* [Activity] Each line from the one containing "Can you find the white" through the last line of the entries below is to be transcribed exactly. Nothing else belongs in the reply.

(Dataset excerpts)
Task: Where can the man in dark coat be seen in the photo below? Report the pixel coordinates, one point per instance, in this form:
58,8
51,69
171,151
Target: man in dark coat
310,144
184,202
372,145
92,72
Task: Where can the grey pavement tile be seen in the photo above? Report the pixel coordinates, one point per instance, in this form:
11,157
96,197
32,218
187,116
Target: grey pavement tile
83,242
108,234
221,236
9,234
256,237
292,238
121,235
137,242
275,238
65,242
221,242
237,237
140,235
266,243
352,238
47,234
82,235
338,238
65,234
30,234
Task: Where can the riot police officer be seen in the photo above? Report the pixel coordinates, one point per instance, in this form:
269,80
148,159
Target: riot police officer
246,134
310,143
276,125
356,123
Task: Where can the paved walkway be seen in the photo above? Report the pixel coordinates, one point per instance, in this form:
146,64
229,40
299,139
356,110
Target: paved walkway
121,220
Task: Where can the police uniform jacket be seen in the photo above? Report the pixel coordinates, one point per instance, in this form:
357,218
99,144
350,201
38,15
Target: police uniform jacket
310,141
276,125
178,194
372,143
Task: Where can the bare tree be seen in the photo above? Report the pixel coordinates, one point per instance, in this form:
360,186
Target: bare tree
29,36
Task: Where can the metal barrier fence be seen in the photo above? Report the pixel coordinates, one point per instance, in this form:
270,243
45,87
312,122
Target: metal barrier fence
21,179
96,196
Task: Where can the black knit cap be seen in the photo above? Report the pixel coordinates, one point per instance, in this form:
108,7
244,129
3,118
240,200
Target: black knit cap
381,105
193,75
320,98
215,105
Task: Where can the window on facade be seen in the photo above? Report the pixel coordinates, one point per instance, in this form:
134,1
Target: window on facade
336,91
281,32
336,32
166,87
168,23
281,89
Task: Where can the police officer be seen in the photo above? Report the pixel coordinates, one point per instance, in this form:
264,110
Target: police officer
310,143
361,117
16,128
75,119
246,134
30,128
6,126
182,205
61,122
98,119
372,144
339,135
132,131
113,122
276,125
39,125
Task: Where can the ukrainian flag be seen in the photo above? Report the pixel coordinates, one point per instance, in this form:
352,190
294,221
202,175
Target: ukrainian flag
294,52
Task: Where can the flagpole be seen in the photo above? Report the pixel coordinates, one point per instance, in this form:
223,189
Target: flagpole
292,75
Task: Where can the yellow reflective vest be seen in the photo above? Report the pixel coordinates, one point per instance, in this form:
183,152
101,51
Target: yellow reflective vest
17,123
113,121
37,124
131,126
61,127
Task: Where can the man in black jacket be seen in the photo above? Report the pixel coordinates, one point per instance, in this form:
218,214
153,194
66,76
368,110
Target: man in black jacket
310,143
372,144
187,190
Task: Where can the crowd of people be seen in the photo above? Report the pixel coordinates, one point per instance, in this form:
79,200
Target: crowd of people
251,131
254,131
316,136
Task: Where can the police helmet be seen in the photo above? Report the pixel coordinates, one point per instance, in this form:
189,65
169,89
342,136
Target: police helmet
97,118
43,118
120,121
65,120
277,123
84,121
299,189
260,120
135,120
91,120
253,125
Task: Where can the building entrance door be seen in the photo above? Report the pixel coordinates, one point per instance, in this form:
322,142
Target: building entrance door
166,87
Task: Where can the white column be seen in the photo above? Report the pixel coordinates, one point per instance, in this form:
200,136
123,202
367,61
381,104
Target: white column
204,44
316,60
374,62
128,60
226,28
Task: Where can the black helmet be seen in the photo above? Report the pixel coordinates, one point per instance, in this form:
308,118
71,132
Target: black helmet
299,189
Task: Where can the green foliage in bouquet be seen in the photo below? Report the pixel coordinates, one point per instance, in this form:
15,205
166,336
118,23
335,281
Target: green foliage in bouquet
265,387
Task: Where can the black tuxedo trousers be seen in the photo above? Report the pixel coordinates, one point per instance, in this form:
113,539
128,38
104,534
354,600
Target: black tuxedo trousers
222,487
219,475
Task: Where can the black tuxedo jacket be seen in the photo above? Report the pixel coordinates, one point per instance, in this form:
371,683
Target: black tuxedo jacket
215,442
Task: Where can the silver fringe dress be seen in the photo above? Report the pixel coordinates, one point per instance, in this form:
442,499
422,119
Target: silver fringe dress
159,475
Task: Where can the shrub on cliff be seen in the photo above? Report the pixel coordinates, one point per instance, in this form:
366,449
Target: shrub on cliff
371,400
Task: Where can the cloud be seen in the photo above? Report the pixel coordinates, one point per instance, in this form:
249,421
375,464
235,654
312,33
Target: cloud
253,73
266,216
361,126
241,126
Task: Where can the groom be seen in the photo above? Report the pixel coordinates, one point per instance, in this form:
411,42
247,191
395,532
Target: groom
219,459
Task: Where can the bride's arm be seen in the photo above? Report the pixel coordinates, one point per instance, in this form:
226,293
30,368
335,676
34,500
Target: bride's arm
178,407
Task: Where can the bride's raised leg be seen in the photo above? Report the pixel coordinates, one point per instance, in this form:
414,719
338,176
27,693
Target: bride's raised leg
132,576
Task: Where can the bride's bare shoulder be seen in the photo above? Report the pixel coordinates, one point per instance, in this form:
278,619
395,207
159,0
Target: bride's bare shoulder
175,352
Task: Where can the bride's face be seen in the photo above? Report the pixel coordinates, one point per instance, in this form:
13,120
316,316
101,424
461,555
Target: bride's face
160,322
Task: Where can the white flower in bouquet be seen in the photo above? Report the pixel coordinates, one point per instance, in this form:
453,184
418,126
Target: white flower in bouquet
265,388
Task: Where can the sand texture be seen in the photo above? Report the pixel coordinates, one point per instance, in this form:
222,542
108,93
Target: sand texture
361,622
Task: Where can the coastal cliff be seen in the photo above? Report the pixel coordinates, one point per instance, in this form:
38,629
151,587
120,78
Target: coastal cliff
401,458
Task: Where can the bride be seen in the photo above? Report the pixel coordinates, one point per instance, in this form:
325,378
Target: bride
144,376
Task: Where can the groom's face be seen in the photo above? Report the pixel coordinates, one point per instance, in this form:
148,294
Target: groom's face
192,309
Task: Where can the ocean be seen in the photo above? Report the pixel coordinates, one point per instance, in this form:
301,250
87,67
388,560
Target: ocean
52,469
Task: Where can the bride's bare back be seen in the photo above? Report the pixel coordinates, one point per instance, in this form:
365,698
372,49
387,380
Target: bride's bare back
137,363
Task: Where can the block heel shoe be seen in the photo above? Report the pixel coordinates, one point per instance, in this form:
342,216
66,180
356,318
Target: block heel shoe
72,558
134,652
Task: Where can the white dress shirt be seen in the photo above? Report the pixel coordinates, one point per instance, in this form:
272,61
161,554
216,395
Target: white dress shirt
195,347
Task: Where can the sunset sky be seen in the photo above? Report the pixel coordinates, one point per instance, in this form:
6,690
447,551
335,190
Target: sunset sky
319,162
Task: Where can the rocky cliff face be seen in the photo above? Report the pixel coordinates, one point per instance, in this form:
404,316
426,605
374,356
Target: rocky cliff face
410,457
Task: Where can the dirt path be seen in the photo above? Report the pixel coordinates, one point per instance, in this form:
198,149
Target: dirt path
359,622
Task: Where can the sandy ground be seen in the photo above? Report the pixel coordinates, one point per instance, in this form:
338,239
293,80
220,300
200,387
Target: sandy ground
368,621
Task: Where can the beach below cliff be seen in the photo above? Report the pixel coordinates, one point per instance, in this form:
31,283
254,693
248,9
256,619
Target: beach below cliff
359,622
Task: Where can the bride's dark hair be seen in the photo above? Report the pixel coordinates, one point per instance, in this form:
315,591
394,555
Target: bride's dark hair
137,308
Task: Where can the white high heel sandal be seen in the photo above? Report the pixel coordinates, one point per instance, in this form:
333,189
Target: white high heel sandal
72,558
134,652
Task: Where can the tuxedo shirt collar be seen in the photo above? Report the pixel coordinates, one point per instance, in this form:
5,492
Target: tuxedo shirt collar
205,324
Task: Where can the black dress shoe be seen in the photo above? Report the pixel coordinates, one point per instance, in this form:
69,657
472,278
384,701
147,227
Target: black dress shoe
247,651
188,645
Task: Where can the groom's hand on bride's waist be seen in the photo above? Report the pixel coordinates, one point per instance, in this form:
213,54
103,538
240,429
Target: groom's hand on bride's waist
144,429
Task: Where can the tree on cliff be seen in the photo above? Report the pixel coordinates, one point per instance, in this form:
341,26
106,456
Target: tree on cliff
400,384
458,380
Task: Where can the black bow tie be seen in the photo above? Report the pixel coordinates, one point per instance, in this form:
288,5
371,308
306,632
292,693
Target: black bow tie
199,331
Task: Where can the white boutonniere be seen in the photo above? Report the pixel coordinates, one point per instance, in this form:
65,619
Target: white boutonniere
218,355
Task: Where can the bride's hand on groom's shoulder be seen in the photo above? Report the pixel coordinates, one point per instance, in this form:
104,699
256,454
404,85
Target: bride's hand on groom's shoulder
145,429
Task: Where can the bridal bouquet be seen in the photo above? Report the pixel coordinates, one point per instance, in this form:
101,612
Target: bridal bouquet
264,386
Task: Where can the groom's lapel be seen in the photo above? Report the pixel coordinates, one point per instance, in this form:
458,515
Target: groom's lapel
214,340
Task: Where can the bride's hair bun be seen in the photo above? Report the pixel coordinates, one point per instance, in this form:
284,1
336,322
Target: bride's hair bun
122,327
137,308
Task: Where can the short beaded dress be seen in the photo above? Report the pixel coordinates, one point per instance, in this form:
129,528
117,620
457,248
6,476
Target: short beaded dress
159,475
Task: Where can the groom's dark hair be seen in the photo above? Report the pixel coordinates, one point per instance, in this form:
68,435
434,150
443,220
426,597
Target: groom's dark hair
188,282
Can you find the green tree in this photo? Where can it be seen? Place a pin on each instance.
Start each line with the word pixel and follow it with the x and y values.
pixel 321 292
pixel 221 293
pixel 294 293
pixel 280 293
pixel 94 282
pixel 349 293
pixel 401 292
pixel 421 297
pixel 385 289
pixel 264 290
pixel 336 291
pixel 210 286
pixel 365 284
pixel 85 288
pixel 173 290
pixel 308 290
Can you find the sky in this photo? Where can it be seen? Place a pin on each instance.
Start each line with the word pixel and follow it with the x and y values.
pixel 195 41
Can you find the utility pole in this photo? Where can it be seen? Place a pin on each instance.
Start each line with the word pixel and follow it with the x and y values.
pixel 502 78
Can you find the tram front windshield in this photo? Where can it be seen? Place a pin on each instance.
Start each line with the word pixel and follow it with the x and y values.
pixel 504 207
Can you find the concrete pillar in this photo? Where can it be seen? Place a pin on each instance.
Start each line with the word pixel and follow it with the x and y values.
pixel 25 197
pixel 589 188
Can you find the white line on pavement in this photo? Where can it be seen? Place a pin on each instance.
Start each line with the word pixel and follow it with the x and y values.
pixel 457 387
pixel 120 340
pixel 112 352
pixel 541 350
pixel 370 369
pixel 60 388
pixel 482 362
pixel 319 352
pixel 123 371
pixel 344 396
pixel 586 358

* [Answer space]
Can you find the white line on pavement in this photo? Where can it be seen? Place a pin on each instance.
Start each line with the word pixel and follow it with the x and y values.
pixel 457 387
pixel 120 340
pixel 112 352
pixel 541 350
pixel 370 369
pixel 60 388
pixel 482 362
pixel 319 352
pixel 123 371
pixel 344 396
pixel 586 358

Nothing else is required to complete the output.